> [Work required]: In the article on Atlanta's MARTA rail bill, what was the dollar value of the expansion that Senate Bill 330 would have allowed?

>> begin Document section

In fact, Kasim Reed may already be working on his Miracle Max impression. “Slightly alive” is very close to the mayor’s description of a bill that would allow MARTA to mount an $8 billion expansion of its rail system.

Senate Bill 330 was declared dead last week, deep-sixed by Senate Republicans representing the north metro arc who a) don’t think the grinding congestion on Ga. 400 is a lifestyle problem; b) don’t think rail is the solution; or c) agree that it’s the solution, yet would rather someone else pay for it.

But in an interview, Reed warned against shoveling any dirt on the corpse. He feels a pulse.

“What I think is going to happen is, hopefully, the rhetoric on both sides, the Democrat side and the Republican side, will start scaling back a bit, because we’re in a jobs war,” Reed said. “And it’s not just Democrats and Republicans in Atlanta. Or Atlanta versus the suburbs. It’s about whether Georgia is going to continue to attract jobs that pay well.”

Over the last seven years, you have seen many iterations of Kasim Reed, a fellow who by turns can be forceful, impatient and even gosh-darn angry. But the mayor who sat down in front of the recorder on Thursday predated all of those versions.

>> end Document section
>> begin Stored records

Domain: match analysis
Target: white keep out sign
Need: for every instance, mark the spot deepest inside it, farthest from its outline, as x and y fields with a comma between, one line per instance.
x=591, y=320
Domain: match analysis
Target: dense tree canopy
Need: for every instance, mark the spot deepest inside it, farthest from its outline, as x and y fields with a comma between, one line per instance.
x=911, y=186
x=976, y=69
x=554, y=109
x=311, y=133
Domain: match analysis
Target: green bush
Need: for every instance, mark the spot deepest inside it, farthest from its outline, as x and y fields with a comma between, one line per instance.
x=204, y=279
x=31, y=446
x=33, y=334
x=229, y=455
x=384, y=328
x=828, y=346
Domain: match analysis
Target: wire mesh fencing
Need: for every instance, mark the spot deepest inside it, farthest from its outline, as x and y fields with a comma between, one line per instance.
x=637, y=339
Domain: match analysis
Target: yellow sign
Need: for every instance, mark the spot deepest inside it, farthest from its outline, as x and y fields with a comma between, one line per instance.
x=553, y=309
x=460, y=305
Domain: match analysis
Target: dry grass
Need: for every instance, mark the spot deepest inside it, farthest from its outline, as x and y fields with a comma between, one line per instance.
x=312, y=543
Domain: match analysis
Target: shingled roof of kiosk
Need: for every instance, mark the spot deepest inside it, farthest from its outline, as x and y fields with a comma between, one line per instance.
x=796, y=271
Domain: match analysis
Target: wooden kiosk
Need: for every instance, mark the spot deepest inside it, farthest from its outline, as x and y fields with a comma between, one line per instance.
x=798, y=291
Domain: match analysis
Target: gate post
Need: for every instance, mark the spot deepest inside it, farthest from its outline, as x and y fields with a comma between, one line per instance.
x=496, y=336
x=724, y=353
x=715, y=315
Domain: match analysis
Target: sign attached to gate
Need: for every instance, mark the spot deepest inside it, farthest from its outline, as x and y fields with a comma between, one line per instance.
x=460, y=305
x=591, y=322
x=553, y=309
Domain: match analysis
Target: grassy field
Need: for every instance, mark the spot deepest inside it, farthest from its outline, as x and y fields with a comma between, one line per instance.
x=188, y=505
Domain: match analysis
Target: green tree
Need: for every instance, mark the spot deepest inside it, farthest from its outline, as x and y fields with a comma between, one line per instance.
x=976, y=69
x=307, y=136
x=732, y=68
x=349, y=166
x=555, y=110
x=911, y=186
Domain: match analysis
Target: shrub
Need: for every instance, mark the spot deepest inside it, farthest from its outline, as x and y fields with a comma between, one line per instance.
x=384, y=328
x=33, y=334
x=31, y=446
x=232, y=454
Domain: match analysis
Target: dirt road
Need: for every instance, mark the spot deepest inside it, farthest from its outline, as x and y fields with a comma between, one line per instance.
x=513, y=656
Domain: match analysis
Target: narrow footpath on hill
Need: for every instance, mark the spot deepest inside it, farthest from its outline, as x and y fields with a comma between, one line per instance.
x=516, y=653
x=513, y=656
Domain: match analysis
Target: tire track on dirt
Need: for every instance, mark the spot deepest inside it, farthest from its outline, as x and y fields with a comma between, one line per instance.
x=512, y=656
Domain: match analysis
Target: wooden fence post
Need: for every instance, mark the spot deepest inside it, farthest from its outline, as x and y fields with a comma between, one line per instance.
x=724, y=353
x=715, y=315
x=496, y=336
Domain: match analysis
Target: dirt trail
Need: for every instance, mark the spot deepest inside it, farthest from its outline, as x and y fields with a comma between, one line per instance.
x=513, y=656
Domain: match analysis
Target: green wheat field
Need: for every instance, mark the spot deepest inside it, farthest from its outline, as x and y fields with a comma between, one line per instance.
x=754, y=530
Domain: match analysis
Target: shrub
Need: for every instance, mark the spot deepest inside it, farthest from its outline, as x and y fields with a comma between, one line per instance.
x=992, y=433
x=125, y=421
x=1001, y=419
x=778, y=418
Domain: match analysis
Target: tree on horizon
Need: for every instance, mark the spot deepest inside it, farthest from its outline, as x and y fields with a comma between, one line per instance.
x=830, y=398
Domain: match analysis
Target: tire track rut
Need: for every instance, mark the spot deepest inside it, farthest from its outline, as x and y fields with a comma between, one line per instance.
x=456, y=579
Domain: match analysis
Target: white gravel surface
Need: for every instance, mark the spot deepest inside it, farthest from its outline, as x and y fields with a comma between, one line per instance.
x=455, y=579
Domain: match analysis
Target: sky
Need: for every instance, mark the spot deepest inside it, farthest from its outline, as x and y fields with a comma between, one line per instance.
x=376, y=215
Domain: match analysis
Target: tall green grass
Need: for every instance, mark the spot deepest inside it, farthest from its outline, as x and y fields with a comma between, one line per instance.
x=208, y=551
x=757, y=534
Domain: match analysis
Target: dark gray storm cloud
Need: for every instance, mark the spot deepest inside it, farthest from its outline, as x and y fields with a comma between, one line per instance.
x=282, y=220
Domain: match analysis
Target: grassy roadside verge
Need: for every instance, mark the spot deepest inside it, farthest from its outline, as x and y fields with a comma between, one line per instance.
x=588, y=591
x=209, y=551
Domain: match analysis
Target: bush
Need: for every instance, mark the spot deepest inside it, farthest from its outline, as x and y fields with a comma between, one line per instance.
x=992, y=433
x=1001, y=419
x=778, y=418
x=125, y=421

>> end Stored records

> [Solution for this task]: $8 billion.